▶ What you should do
Treat the line containing "Reviewer note: check that every instance of the polar" as the first line and the final line of the material below as the last; reproduce that range exactly.

▶ Material supplied
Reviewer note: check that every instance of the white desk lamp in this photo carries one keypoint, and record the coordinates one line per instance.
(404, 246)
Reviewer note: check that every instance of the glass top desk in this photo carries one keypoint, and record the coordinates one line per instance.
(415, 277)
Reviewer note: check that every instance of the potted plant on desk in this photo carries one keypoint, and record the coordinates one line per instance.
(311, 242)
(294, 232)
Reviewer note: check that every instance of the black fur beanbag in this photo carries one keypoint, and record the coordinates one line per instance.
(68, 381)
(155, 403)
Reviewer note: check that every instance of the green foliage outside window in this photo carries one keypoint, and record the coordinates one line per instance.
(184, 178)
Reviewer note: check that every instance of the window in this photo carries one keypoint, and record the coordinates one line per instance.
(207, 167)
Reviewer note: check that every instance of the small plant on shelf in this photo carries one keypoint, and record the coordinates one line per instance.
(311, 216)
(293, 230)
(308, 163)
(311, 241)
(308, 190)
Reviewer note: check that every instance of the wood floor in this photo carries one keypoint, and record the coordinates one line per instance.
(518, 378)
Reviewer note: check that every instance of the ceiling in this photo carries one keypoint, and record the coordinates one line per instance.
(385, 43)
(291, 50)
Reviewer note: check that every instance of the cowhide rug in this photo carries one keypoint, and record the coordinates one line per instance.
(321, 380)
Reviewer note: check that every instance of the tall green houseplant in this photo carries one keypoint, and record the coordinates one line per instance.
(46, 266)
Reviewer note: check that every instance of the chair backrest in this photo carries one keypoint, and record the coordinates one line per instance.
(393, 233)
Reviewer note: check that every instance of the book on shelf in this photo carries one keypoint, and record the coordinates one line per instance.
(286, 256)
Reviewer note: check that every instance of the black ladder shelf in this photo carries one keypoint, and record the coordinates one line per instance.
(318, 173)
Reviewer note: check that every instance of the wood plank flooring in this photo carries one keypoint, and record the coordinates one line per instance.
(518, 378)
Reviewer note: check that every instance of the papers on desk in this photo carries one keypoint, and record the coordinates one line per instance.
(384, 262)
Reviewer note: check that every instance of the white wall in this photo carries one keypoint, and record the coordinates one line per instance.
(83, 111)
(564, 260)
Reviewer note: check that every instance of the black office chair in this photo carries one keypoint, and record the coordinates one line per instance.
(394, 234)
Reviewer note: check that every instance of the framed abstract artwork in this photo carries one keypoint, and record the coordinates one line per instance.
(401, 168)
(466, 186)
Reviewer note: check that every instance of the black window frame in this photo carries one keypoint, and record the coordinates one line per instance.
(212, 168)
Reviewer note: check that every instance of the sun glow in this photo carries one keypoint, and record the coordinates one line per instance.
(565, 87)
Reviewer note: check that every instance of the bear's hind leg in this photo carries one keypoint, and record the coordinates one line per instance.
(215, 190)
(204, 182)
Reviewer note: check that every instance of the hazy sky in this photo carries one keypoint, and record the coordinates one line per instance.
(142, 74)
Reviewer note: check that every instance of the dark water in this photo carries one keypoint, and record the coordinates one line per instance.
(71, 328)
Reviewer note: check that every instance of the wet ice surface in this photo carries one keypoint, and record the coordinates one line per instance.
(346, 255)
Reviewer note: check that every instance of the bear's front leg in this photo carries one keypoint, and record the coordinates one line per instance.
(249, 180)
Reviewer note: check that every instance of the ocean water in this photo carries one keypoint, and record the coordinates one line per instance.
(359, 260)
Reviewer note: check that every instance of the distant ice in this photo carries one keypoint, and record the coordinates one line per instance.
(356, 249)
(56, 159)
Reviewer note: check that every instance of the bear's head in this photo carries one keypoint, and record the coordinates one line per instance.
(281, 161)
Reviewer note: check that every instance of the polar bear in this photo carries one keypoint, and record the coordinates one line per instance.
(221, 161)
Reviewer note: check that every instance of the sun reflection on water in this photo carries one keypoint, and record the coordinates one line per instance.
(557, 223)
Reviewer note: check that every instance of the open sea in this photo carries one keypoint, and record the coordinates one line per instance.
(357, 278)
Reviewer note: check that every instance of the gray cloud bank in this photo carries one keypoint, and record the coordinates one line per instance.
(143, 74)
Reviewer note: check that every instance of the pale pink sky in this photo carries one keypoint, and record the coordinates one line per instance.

▶ Result of the task
Reviewer note: check that every instance of the polar bear in this photo carries one keypoint, and record the coordinates one line per instance.
(221, 161)
Reviewer note: check that every instance of the sun reflection on water in this photo carries one keypoint, and record the coordinates one line per instance.
(557, 223)
Reviewer note: check that every instance of the open sea in this photo carries one keypoint, and record the coordinates one line per instance.
(357, 278)
Reviewer note: check that every instance of the gray cloud bank in this photo carries one keypoint, and record the coordinates one line per instance.
(143, 74)
Reviewer note: check that every instance of the pale pink sky in this photo carries one keypoint, and record the coordinates one line per instance.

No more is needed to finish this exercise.